1° l'Evangile est appelé un témoignage : il n'est donc pas une assertion sans preuves ;

2° Le, chrétien ne doit pas en avoir honte. Le courage est souvent nécessaire à la profession de l'Evangile, surtout dans des temps de persécution;

3° Ce courage n'est pas une vaine présomption sans preuves ni raisons, mais une assurance fondée sur des motifs - « Ne prends donc point à honte, etc. »

4° L'Evangile est le témoignage de notre Seigneur - il rend témoignage de Christ qui est notre Seigneur. Paul et Timothée étaient serviteurs de Dieu au même titre (Philip., I, 4) ; ils étaient placés dans la même position vis-à-vis de Jésus-Christ , et, par conséquent, tenus de lui obéir;

5° Paul était son prisonnier ; les hommes l'avaient mis en prison , mais il n'était pas en leur pouvoir, et il ne souffrait pas non plus comme un malfaiteur.

b. De la place de chaque mot dans la phrase, il résulte que

1° Ne pas prendre part aux afflictions de l'Evangile quand on y est appelé, c'est avoir honte du témoignage de notre Seigneur;

2° Celui qui a honte des chrétiens quand ils souffrent comme chrétiens, a honte de Christ lui-même;

3° Nous devons rendre témoignage à Christ, non pas seulement dans la prospérité, mais encore dans l'affliction ;

4° Même dans ses liens, Paul prêchait l'Evangile;

5° Paul rendit toujours un fidèle témoignage à la vérité; il adjure maintenant Timothée d'en faire autant. Il est nécessaire que tous les serviteurs de Dieu s'unissent pour rendre témoignage,

6° Un coeur timide et sans foi n'est propre ni à rendre témoignage , ni à prendre part aux afflictions de l'Evangile.

c. Si l'on fait attention au contexte, on verra que le but de Paul, dans cette partie du chapitre, est d'exhorter Timothée à tout souffrir pour la cause de Christ, et il appuie son exhortation de nombreux et puissants arguments.

- Le verset 4 montre que les chrétiens peuvent se réjouir , même dans l'affliction , et vivre dans la plus heureuse communion les uns avec les autres.

Entrées de données enregistrées:
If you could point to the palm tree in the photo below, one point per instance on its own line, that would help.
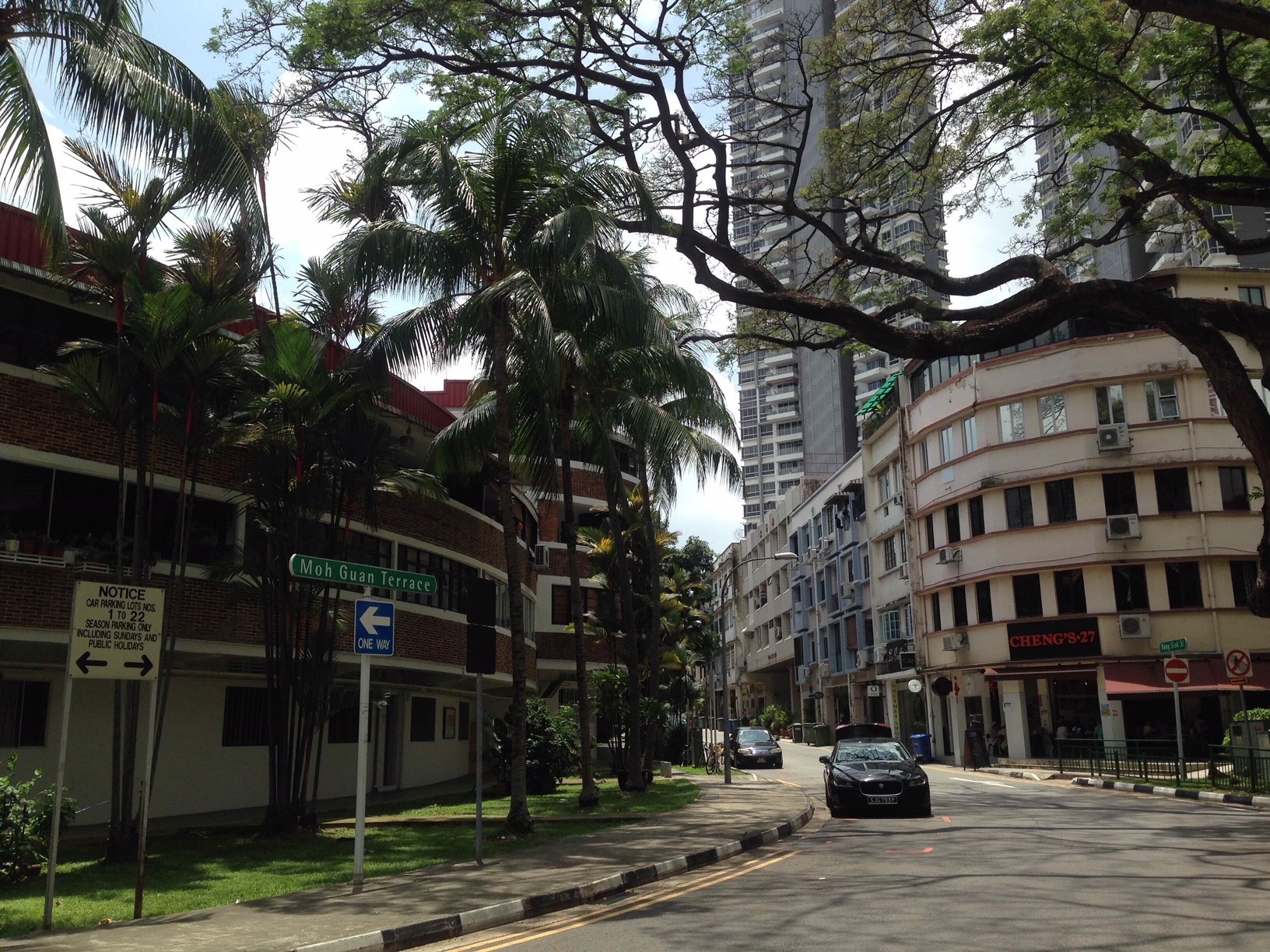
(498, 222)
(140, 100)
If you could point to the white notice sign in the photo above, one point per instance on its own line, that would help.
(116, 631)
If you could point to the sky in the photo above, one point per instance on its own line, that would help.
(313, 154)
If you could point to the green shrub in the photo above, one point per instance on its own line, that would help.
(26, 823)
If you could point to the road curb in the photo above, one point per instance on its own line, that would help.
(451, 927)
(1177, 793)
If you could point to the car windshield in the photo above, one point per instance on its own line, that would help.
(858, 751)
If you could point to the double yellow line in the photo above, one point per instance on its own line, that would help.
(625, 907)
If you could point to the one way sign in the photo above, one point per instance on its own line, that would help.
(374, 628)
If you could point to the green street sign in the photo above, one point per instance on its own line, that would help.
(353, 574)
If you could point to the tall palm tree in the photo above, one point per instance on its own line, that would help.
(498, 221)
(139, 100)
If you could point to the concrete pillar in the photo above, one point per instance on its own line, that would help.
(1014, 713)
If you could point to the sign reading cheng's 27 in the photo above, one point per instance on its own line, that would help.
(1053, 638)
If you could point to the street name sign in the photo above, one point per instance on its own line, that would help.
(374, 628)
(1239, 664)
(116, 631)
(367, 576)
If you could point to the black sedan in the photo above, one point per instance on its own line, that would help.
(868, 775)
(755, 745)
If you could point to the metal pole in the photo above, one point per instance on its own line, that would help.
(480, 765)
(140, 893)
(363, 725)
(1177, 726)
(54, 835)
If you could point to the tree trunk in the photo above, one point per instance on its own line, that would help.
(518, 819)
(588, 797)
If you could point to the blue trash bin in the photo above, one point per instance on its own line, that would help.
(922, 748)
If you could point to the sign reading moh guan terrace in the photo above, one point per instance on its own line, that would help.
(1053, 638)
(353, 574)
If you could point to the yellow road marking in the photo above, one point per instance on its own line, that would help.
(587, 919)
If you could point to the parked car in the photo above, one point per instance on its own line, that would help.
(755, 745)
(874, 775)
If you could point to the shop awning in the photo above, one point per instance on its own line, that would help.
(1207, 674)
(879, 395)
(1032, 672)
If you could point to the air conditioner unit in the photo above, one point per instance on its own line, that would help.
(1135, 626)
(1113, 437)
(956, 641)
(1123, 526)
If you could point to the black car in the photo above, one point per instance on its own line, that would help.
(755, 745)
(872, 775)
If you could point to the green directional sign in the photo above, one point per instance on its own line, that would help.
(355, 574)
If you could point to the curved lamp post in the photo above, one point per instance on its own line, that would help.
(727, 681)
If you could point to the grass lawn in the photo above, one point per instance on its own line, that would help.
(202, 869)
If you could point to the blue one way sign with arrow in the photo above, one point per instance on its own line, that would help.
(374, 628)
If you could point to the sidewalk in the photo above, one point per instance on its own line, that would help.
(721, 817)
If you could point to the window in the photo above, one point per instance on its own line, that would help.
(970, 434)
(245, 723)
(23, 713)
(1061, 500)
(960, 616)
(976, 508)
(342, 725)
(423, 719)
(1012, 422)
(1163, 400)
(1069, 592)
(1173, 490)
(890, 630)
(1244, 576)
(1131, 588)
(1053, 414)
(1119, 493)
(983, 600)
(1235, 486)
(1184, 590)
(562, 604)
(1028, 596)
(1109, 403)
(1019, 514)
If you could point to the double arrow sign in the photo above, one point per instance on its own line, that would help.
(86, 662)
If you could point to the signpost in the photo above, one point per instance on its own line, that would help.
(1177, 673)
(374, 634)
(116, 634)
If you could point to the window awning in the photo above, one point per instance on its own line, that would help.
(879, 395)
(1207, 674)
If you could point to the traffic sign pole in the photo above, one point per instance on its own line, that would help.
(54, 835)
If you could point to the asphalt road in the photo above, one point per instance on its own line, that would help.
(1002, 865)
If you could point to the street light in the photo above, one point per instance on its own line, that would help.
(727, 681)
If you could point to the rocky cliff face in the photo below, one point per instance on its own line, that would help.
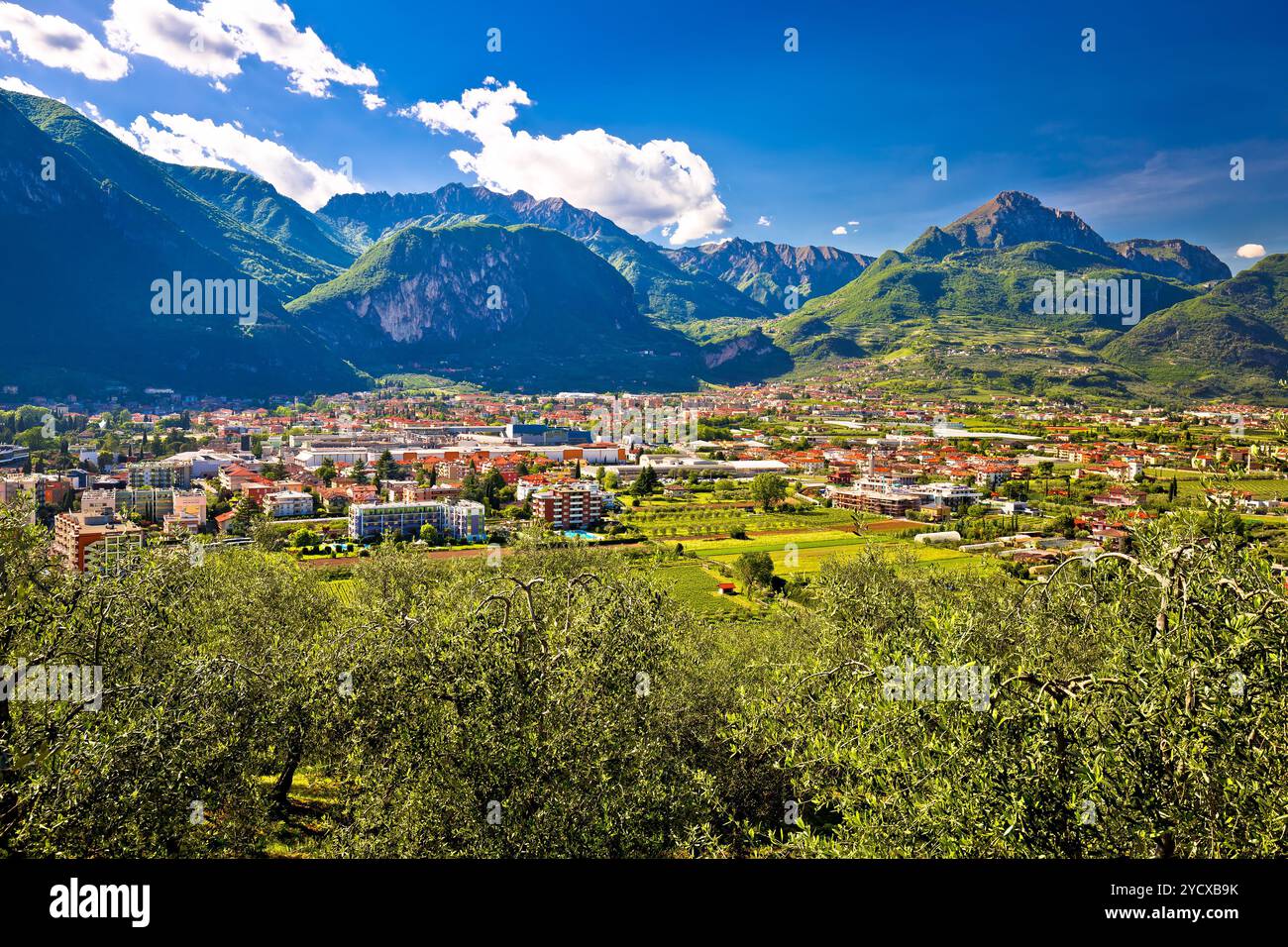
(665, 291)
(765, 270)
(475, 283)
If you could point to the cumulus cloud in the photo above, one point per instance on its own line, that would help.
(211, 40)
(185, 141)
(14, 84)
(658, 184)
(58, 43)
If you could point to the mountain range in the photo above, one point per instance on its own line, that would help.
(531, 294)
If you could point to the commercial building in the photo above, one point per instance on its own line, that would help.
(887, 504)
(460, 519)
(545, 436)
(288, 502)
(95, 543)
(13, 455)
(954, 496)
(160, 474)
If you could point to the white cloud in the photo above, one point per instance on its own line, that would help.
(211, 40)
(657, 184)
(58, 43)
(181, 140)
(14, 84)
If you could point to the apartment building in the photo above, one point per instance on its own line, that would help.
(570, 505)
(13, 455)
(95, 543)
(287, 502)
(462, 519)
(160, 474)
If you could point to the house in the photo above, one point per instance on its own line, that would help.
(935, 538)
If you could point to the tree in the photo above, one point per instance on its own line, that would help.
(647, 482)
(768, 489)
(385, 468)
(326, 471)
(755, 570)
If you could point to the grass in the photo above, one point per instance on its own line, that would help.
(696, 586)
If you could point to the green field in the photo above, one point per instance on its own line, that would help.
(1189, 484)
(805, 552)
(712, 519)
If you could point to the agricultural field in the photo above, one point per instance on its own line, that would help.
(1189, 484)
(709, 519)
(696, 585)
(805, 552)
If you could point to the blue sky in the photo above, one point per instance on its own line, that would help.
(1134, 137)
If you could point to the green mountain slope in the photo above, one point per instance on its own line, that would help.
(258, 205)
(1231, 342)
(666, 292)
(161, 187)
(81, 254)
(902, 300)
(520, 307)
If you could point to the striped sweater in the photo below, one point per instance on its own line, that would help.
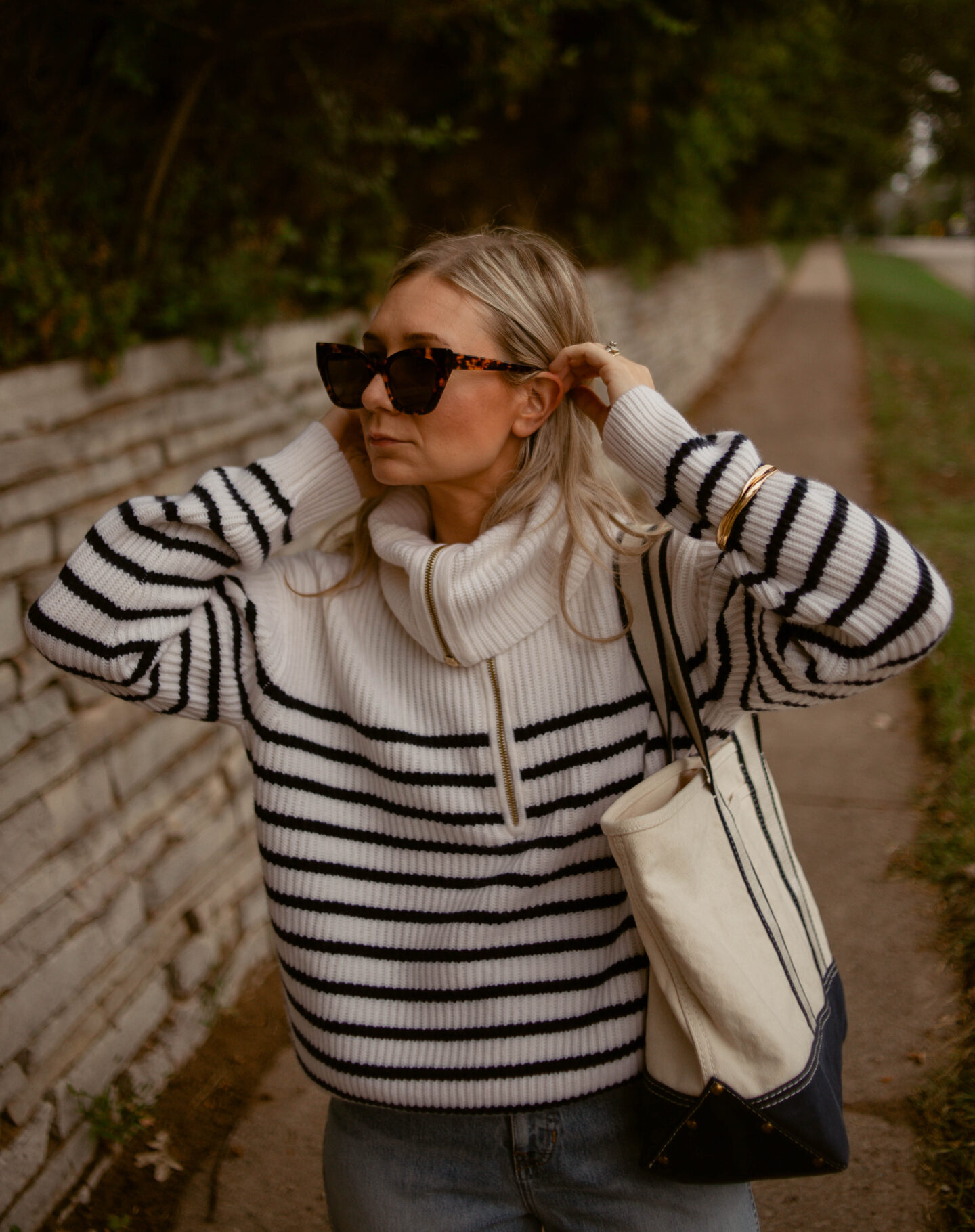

CONSIGNES:
1 > Recopiez le passage de l'extrait compris entre « 3° Nous devons » et « afflictions de l'Evangile. », ces deux bornes incluses.
2 > Traduisez en anglais cette phrase de l'extrait : « Le verset 4 montre que les chrétiens peuvent se réjouir , même dans l'affliction , et vivre dans la plus heureuse communion les uns avec les autres. »

RÉSULTATS PAR TÂCHE:
1 >
3° Nous devons rendre témoignage à Christ, non pas seulement dans la prospérité, mais encore dans l'affliction ;

4° Même dans ses liens, Paul prêchait l'Evangile;

5° Paul rendit toujours un fidèle témoignage à la vérité; il adjure maintenant Timothée d'en faire autant. Il est nécessaire que tous les serviteurs de Dieu s'unissent pour rendre témoignage,

6° Un coeur timide et sans foi n'est propre ni à rendre témoignage , ni à prendre part aux afflictions de l'Evangile.

2 > Verse 4 shows that Christians can rejoice, even in affliction, and live in the happiest communion with one another.